**Task objective**
Find every line below where the string "Report" shows up, and copy those lines.

**Records for the exercise**
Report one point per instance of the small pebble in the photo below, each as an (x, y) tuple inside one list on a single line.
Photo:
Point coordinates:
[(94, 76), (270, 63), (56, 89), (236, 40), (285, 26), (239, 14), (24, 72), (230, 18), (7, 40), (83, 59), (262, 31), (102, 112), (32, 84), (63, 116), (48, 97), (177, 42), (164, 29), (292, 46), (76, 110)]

==

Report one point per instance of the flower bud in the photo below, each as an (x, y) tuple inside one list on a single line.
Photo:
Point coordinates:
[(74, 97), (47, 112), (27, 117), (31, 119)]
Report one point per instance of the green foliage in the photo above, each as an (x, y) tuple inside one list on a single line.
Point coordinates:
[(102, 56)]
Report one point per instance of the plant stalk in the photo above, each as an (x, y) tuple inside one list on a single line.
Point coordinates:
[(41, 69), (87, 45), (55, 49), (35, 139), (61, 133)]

**Solved exercise**
Report one point per instance of the small pebble in the photo below, each as an (x, y) tuple inside one list on a single line.
Report one point per instance of the flower bud in the photo below, each as an (x, y) tuple inside one list on a single line.
Report one point per instance of the green foliage in the photo above, each as an (x, y) tuple inside one list on a single line.
Report one point per instance of the plant stalk in the photo above, each as an (x, y) tuple inside one list on a single line.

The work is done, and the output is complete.